Objective
Images are excluded; otherwise, output every record exactly.
◇ ◇ ◇ ◇ ◇ ◇ ◇
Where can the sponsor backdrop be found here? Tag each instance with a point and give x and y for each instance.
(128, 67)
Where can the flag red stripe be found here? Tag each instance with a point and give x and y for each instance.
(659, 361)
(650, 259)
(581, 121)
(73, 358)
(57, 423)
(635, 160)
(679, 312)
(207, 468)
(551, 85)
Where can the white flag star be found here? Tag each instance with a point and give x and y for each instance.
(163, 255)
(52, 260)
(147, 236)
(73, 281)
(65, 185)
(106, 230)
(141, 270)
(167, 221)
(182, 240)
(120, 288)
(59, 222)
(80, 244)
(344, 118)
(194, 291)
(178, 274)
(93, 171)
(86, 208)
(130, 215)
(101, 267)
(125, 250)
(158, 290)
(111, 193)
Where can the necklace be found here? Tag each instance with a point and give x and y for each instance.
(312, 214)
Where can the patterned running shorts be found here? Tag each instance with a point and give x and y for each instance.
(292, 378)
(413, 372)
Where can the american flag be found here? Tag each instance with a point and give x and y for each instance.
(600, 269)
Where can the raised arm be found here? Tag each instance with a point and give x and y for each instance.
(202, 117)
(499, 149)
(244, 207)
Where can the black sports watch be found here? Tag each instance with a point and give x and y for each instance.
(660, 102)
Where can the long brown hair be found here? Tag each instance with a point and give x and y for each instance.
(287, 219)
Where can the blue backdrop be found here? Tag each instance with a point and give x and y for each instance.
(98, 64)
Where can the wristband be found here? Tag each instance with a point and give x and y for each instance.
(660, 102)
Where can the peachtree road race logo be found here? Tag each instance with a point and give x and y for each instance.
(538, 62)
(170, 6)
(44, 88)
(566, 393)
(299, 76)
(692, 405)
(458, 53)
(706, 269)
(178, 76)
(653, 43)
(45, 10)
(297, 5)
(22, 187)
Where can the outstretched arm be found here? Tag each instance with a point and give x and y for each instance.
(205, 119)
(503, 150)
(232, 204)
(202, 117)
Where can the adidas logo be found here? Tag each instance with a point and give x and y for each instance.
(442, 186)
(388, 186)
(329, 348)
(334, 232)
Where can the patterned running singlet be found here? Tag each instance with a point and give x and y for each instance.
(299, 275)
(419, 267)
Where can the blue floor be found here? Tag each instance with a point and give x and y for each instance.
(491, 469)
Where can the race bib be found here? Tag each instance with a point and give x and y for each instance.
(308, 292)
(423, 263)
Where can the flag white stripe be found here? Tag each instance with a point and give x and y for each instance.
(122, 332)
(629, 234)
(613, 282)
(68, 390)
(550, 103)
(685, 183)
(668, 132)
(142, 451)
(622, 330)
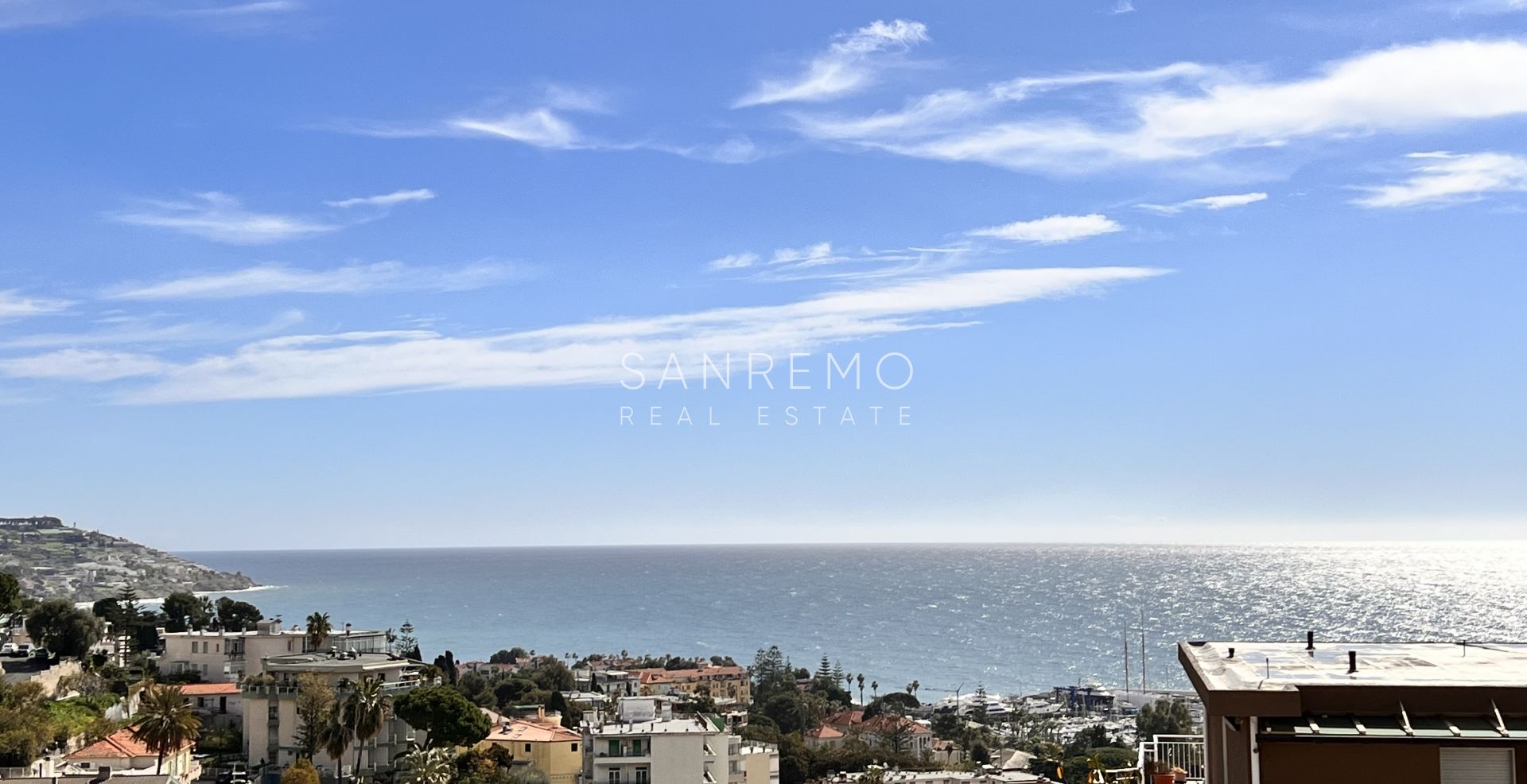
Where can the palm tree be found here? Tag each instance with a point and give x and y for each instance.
◇ ◇ ◇ ◇ ◇ ◇ ◇
Finished answer
Where can the sponsor backdrop be found here? Tag each instance with a point and give x and y for each instance.
(128, 67)
Where can the flag red stripe be found here? Tag each instance with a point and give x and y for each instance.
(659, 361)
(650, 259)
(581, 121)
(73, 358)
(57, 423)
(635, 160)
(679, 312)
(207, 468)
(551, 85)
Where can the white flag star be found here? Tag each instance with a point and give x and y for each instance.
(163, 255)
(52, 260)
(147, 236)
(73, 281)
(65, 185)
(106, 230)
(141, 270)
(167, 221)
(182, 240)
(120, 288)
(59, 222)
(80, 244)
(344, 118)
(194, 291)
(178, 274)
(93, 171)
(86, 208)
(130, 215)
(101, 267)
(125, 250)
(158, 290)
(111, 193)
Where can the necklace be found here? Tag each instance with a point and give x and y for each instance.
(312, 214)
Where can the patterned running shorts be found here? Tag each instance with a point and give x and y for each instance.
(292, 378)
(413, 372)
Where can the american flag be found here? Tag each instance with a point and give x and y for each instance.
(600, 269)
Where can the raised arm be found here? Tag each instance with a point and give x and y for each instance.
(202, 117)
(499, 149)
(244, 207)
Where can the black sports watch be found here? Tag each instance with a point and give x and y for each instance.
(660, 102)
Where can the long brown hair be found here? Tag each instance with a point and give x and y for each instance.
(287, 219)
Where can the blue backdrop be found here? Tag each instance with a point and give x and y for each instance.
(98, 64)
Where can the wristband be found here? Tag each instance with a point and give x and y for each instance.
(660, 102)
Where can the peachtree road race logo be found here? Tag each instance with a point and give x and y for each instance.
(538, 62)
(170, 6)
(44, 88)
(566, 393)
(299, 76)
(692, 405)
(458, 53)
(706, 269)
(178, 76)
(653, 43)
(45, 10)
(297, 5)
(22, 187)
Where can the outstretched arm be found here? Tag each instance with a point and give x and y for each instance.
(205, 119)
(503, 150)
(232, 204)
(202, 117)
Where can the adidas logo be found here? Tag each instance with a point and give x and y for each instance.
(442, 186)
(388, 186)
(329, 348)
(334, 232)
Where can the patterned running singlet be found here? Tag each instance with a point and give x and y for each instance.
(299, 275)
(419, 267)
Where can the blue floor be found here? Tag each instance with a point and give x and y for each instance.
(491, 469)
Where can the race bib be found here? Tag each instance with a point and give x and y for each instance.
(308, 292)
(423, 263)
Where can the flag white stripe be found here? Tag each instance with a point and give x and y for each instance.
(122, 332)
(629, 234)
(613, 282)
(68, 390)
(550, 103)
(685, 183)
(668, 132)
(142, 451)
(622, 330)
Where can the palm tree be found here? Tag each instance with a point and give x and y for each instance.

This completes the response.